**YOUR OBJECTIVE**.
Rewrite the rows below, replacing every "Record the position" with "Mark the location" and leaving everything else as it is.

— START OF EXCERPTED DATA —

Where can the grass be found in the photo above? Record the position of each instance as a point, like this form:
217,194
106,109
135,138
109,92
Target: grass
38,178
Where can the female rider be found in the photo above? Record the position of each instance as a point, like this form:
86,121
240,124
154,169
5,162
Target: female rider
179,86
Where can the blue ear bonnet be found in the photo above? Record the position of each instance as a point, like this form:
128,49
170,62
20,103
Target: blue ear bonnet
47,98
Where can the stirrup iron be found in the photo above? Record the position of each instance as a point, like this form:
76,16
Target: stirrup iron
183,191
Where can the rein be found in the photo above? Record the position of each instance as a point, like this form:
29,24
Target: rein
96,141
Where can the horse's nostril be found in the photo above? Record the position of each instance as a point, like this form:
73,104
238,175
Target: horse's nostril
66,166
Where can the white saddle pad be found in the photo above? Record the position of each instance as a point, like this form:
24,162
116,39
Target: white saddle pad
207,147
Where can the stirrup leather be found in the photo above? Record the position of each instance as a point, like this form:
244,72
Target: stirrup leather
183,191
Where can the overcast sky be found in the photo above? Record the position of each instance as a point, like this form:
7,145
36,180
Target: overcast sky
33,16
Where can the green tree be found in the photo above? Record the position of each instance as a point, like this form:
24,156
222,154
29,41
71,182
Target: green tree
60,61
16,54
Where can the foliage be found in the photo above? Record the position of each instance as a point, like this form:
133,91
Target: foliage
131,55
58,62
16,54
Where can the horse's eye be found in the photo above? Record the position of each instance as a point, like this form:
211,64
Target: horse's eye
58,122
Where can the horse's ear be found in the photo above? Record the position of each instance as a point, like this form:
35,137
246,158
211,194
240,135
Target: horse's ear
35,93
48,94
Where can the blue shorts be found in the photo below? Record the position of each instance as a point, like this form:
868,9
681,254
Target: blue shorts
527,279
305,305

— END OF EXCERPTED DATA —

**RESPONSE BELOW**.
Where can the grass be found in the photo above? Mark the location of each instance as a point, like this form:
217,194
106,109
135,138
109,92
Target: grass
38,178
Where can the female rider be found in the photo above? Mark the location of each instance as a point, like this form:
86,121
240,124
154,169
5,162
Target: female rider
179,86
Where can the blue ear bonnet be found in the photo above? Mark the location of each instance as a point, like this form:
128,49
170,62
20,103
Target: blue ear bonnet
47,98
Where can the stirrup iron be found in the photo above? Mark the location of each instance as a point, like this form:
76,16
Target: stirrup iron
183,191
Where can the rein be found in the photo above? Mark the location of each instance as a point, like this form:
29,24
Target: rein
96,141
Where can the horse's nostril be found in the photo above? Mark the location of each instance as a point, like this form:
73,104
238,175
Target: horse's nostril
66,166
Where can the white saddle pad be found in the photo above? Mark the location of each instance as a point, like this form:
24,162
116,39
Target: white saddle pad
207,147
Where can the stirrup leather be found in the photo above? Mark the location of each instance as a point, like this form:
244,72
Target: stirrup leather
183,191
Where can the overcast sky be found in the photo above? Mark the location of each instance as a point, like this form:
7,145
36,180
Target: overcast sky
33,16
Where can the green tree be found in the photo above? Mark the location of each instance as a point, like this form:
24,156
222,154
29,41
71,182
Target: green tree
60,61
16,54
Where can the foliage be found in the photo above? Mark the location of each instance as a point, like this form:
133,91
Target: foliage
131,55
58,62
16,54
Where can the horse's eye be found in the photo above? Mark the location of each instance as a point, like this form:
211,64
Target: horse's eye
58,122
Where can the horse's ear be found in the photo above? Mark the location of each instance as a point, like this form:
35,137
246,158
211,194
240,135
Target: horse's ear
35,93
48,94
Where can the blue shorts be found in the photo below? Mark the location of each instance as a point, like this form:
868,9
681,254
Target: blue shorts
527,279
305,305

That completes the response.